About this exercise — In the page excerpt below, rewrite the paragraph that begins "Capture the output" as a short list that keeps its main facts.

Top of Page excerpt

Option C.2 — py-spy already present check (fallback if kubectl debug is unavailable) :

# Step 1 — read-only check that py-spy is present in the image. If absent,
# the operator gets an explicit error (not a silent skip) and switches to
# Option C.1 above.
kubectl exec -n cvntrade -it $POD -- command -v py-spy \
  || { echo "ERROR: py-spy not found in the worker image — use Option C.1 (kubectl debug) instead"; exit 1; }

# Step 2 — only run the dump if step 1 succeeded.
kubectl exec -n cvntrade -it $POD -- py-spy dump --pid 1

Capture the output. The expected stack on a stuck pod : a Python frame waiting on a gRPC channel future inside mlflow.tracking._tracking_service.

Bottom of Page excerpt
Top of Entries shown

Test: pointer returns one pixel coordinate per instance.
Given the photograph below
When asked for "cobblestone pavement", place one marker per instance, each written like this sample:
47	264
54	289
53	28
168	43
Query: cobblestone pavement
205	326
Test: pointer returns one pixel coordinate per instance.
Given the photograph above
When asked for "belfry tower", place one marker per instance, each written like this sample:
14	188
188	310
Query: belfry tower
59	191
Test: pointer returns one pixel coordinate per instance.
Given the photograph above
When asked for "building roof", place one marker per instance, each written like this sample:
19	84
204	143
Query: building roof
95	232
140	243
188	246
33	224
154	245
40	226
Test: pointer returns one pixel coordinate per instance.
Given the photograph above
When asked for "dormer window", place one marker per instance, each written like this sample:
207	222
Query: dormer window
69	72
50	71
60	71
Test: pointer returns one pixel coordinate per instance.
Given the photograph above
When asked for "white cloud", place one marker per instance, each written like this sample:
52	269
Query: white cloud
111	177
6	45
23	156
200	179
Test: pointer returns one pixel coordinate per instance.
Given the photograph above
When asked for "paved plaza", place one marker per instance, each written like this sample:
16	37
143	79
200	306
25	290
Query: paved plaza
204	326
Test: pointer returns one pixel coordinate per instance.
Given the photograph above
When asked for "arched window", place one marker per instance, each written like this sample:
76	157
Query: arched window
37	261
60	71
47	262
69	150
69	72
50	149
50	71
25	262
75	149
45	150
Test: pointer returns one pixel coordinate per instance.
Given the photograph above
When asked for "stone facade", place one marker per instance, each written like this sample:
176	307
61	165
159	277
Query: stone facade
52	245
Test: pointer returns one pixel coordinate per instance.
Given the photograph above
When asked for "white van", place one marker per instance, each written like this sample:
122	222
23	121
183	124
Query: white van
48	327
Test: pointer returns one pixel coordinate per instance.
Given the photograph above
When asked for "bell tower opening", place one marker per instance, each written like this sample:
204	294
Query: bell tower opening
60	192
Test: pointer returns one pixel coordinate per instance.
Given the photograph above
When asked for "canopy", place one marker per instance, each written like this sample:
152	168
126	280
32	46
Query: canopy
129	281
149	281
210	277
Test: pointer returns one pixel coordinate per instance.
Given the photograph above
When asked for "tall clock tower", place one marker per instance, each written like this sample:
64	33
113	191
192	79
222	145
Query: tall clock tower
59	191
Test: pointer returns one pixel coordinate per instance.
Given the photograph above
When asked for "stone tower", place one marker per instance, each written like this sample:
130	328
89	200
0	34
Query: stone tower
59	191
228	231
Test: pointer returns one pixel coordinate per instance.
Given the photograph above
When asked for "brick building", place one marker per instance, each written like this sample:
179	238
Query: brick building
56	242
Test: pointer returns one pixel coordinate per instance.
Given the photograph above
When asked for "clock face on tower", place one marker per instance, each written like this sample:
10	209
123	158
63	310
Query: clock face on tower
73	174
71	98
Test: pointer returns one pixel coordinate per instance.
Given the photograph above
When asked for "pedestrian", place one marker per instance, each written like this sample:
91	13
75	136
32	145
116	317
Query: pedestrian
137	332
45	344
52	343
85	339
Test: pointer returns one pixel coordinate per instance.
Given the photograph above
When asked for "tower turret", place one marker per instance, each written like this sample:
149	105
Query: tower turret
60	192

Bottom of Entries shown

Answer to this problem —
- Capture the output.
- On a stuck pod, the expected stack is a Python frame waiting on a gRPC channel future inside mlflow.tracking._tracking_service.